### Problem requirements
Copy out exactly the lines from the one containing "Check that every instance of the track light head" to the end of the records below, both included, and nothing else.

### Dataset records

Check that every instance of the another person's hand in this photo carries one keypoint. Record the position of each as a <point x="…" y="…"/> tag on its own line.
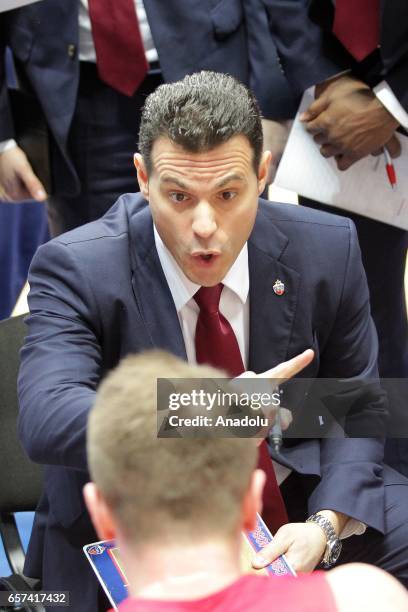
<point x="17" y="179"/>
<point x="349" y="122"/>
<point x="303" y="544"/>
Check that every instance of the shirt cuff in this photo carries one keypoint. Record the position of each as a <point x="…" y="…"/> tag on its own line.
<point x="388" y="99"/>
<point x="352" y="527"/>
<point x="7" y="144"/>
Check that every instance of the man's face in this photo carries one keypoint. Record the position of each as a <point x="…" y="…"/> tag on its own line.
<point x="203" y="204"/>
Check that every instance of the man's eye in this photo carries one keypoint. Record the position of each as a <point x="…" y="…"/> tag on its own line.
<point x="228" y="195"/>
<point x="177" y="196"/>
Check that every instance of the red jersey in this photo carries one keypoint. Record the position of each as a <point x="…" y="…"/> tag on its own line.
<point x="307" y="593"/>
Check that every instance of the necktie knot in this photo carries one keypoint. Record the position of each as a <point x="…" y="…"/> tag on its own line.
<point x="208" y="298"/>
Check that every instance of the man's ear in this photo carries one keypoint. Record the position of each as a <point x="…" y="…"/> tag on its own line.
<point x="263" y="170"/>
<point x="99" y="511"/>
<point x="253" y="500"/>
<point x="142" y="175"/>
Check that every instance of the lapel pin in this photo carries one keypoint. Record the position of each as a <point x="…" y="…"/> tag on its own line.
<point x="279" y="287"/>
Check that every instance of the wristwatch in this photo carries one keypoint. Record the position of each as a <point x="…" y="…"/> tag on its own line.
<point x="333" y="546"/>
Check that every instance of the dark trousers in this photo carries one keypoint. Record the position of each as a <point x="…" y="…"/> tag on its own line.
<point x="102" y="140"/>
<point x="383" y="250"/>
<point x="388" y="551"/>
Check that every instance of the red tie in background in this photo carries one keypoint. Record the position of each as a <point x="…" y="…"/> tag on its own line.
<point x="120" y="55"/>
<point x="217" y="345"/>
<point x="357" y="26"/>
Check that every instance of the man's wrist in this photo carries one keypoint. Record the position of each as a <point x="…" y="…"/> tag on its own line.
<point x="6" y="145"/>
<point x="333" y="544"/>
<point x="337" y="519"/>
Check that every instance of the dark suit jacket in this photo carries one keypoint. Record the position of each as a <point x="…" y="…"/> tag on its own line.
<point x="98" y="293"/>
<point x="310" y="53"/>
<point x="190" y="35"/>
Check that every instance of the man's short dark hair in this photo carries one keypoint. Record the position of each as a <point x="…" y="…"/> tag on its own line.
<point x="200" y="112"/>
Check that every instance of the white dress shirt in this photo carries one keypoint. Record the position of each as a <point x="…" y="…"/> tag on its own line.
<point x="234" y="305"/>
<point x="86" y="51"/>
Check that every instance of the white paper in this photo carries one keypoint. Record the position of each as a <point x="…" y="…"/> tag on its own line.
<point x="6" y="5"/>
<point x="364" y="188"/>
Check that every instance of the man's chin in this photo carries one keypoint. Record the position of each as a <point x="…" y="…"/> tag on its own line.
<point x="205" y="272"/>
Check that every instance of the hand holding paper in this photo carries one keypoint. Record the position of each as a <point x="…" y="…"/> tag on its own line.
<point x="349" y="122"/>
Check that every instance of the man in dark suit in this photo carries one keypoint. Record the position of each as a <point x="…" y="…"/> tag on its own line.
<point x="92" y="121"/>
<point x="126" y="283"/>
<point x="356" y="54"/>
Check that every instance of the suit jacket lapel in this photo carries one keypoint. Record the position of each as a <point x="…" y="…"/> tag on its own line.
<point x="271" y="315"/>
<point x="150" y="288"/>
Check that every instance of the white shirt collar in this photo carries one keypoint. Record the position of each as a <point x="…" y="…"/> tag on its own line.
<point x="182" y="289"/>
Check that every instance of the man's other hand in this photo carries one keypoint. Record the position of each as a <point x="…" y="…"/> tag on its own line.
<point x="349" y="122"/>
<point x="303" y="544"/>
<point x="17" y="179"/>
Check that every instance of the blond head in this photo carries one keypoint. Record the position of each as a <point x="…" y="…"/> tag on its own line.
<point x="163" y="488"/>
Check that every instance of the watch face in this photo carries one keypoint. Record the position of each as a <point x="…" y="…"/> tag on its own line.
<point x="334" y="552"/>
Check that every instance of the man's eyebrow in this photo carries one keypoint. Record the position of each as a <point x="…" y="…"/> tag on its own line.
<point x="229" y="178"/>
<point x="175" y="181"/>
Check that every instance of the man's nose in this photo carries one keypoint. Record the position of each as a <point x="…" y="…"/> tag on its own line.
<point x="204" y="224"/>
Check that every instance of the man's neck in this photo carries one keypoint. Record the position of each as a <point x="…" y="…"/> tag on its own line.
<point x="181" y="572"/>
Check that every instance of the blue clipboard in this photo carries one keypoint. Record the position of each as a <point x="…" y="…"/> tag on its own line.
<point x="104" y="558"/>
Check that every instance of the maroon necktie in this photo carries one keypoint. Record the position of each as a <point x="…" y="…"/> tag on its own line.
<point x="357" y="26"/>
<point x="217" y="345"/>
<point x="120" y="55"/>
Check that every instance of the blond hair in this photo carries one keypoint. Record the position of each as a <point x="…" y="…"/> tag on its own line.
<point x="161" y="488"/>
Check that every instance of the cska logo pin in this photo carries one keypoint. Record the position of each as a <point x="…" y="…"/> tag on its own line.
<point x="279" y="287"/>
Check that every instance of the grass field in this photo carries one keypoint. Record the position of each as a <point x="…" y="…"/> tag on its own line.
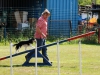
<point x="69" y="61"/>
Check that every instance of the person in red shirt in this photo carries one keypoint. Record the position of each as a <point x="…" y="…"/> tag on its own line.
<point x="41" y="33"/>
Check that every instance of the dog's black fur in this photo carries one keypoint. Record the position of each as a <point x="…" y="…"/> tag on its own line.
<point x="24" y="43"/>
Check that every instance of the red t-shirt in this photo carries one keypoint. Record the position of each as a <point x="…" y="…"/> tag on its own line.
<point x="42" y="25"/>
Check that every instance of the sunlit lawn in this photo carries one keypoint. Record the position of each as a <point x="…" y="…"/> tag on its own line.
<point x="69" y="61"/>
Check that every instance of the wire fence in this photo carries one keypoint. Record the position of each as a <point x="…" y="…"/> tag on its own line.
<point x="19" y="22"/>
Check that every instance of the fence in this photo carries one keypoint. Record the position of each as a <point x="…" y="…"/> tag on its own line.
<point x="19" y="22"/>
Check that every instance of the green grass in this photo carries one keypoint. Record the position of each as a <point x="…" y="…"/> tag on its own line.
<point x="69" y="61"/>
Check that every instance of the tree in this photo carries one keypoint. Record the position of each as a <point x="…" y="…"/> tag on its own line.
<point x="87" y="2"/>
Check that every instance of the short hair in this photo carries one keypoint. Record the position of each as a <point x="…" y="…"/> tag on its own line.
<point x="46" y="11"/>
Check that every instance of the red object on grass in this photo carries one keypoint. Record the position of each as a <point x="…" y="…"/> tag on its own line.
<point x="82" y="35"/>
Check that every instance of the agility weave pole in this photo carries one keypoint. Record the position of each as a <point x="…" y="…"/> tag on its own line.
<point x="69" y="39"/>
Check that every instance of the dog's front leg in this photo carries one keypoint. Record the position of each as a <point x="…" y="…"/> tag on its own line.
<point x="25" y="48"/>
<point x="17" y="51"/>
<point x="31" y="46"/>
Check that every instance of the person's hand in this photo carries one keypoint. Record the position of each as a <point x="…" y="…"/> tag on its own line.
<point x="44" y="35"/>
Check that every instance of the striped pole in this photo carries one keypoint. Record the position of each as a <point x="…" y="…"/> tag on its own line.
<point x="80" y="57"/>
<point x="11" y="64"/>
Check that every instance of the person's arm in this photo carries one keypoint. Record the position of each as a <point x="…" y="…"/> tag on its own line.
<point x="39" y="31"/>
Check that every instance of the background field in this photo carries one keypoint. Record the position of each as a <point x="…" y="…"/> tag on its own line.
<point x="69" y="61"/>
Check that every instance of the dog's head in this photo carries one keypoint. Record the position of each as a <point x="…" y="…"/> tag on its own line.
<point x="31" y="40"/>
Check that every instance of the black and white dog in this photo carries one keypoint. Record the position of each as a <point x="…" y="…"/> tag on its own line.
<point x="24" y="43"/>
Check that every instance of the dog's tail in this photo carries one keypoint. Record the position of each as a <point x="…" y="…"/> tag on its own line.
<point x="14" y="44"/>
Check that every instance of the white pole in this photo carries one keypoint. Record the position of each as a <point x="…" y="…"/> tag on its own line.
<point x="58" y="57"/>
<point x="80" y="57"/>
<point x="36" y="59"/>
<point x="11" y="65"/>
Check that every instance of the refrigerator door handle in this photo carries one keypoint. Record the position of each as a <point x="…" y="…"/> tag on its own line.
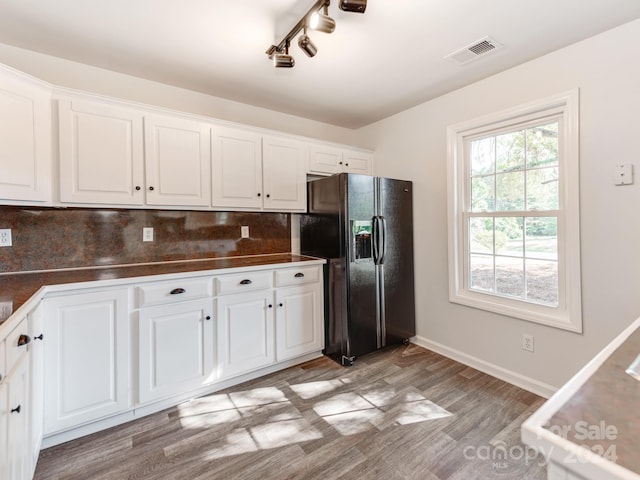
<point x="375" y="227"/>
<point x="383" y="243"/>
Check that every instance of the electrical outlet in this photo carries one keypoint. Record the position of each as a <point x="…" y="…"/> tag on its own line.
<point x="5" y="237"/>
<point x="6" y="309"/>
<point x="147" y="234"/>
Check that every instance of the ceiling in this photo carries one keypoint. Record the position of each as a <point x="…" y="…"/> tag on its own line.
<point x="373" y="65"/>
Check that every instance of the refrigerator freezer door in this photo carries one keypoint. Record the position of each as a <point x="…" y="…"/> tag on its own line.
<point x="397" y="269"/>
<point x="363" y="315"/>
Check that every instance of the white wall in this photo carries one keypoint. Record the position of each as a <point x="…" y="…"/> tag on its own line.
<point x="412" y="145"/>
<point x="65" y="73"/>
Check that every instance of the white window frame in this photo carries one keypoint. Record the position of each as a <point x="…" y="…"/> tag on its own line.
<point x="568" y="314"/>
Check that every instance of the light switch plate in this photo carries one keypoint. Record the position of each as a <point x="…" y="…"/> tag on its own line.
<point x="623" y="174"/>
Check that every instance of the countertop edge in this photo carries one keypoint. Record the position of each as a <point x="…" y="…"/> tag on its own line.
<point x="16" y="316"/>
<point x="559" y="449"/>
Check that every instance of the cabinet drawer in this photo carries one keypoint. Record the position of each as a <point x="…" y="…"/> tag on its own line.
<point x="297" y="276"/>
<point x="17" y="344"/>
<point x="243" y="282"/>
<point x="172" y="291"/>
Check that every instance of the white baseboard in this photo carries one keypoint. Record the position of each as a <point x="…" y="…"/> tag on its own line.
<point x="534" y="386"/>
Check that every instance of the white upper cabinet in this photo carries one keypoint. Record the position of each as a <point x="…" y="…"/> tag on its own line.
<point x="328" y="160"/>
<point x="25" y="139"/>
<point x="178" y="161"/>
<point x="236" y="168"/>
<point x="357" y="162"/>
<point x="101" y="153"/>
<point x="284" y="173"/>
<point x="253" y="172"/>
<point x="325" y="159"/>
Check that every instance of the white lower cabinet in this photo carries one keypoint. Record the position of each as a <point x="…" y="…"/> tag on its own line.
<point x="18" y="441"/>
<point x="36" y="386"/>
<point x="176" y="349"/>
<point x="245" y="332"/>
<point x="299" y="321"/>
<point x="86" y="358"/>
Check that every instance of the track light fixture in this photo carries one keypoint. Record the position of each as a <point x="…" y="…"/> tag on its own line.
<point x="322" y="22"/>
<point x="317" y="18"/>
<point x="358" y="6"/>
<point x="306" y="45"/>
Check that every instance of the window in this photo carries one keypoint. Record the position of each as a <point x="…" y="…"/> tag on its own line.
<point x="513" y="213"/>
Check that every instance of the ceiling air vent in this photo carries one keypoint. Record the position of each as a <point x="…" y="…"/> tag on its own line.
<point x="477" y="49"/>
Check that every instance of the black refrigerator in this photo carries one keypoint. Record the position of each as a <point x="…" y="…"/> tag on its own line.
<point x="363" y="226"/>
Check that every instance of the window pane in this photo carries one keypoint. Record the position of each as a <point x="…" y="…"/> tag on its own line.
<point x="510" y="191"/>
<point x="510" y="152"/>
<point x="542" y="145"/>
<point x="510" y="276"/>
<point x="483" y="197"/>
<point x="481" y="276"/>
<point x="483" y="156"/>
<point x="509" y="237"/>
<point x="542" y="189"/>
<point x="541" y="238"/>
<point x="542" y="281"/>
<point x="481" y="235"/>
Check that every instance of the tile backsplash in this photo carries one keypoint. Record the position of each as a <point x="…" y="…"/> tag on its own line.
<point x="53" y="238"/>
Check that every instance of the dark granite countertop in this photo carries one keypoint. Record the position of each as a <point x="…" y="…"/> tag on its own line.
<point x="17" y="288"/>
<point x="603" y="415"/>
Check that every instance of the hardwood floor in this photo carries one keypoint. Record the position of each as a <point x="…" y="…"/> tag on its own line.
<point x="403" y="413"/>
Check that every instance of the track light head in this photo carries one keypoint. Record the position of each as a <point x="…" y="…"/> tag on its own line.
<point x="307" y="46"/>
<point x="358" y="6"/>
<point x="322" y="22"/>
<point x="283" y="59"/>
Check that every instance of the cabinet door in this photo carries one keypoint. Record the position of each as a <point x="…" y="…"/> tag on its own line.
<point x="25" y="140"/>
<point x="284" y="174"/>
<point x="36" y="387"/>
<point x="101" y="153"/>
<point x="178" y="161"/>
<point x="4" y="428"/>
<point x="86" y="358"/>
<point x="236" y="168"/>
<point x="358" y="162"/>
<point x="176" y="348"/>
<point x="19" y="455"/>
<point x="325" y="159"/>
<point x="299" y="321"/>
<point x="245" y="332"/>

### Finished answer
Check that every instance of the track light head in this photo carries one keypoint. Record the position of each as a <point x="…" y="…"/> tag on its own line.
<point x="307" y="46"/>
<point x="358" y="6"/>
<point x="322" y="22"/>
<point x="283" y="59"/>
Check that every instance of the cabinet door in this photo carries one keypoint. Record the position of each as a <point x="…" y="…"/> tag on its own line.
<point x="25" y="140"/>
<point x="284" y="174"/>
<point x="36" y="387"/>
<point x="101" y="153"/>
<point x="178" y="161"/>
<point x="4" y="428"/>
<point x="86" y="358"/>
<point x="236" y="168"/>
<point x="358" y="162"/>
<point x="176" y="348"/>
<point x="19" y="455"/>
<point x="325" y="159"/>
<point x="299" y="321"/>
<point x="245" y="332"/>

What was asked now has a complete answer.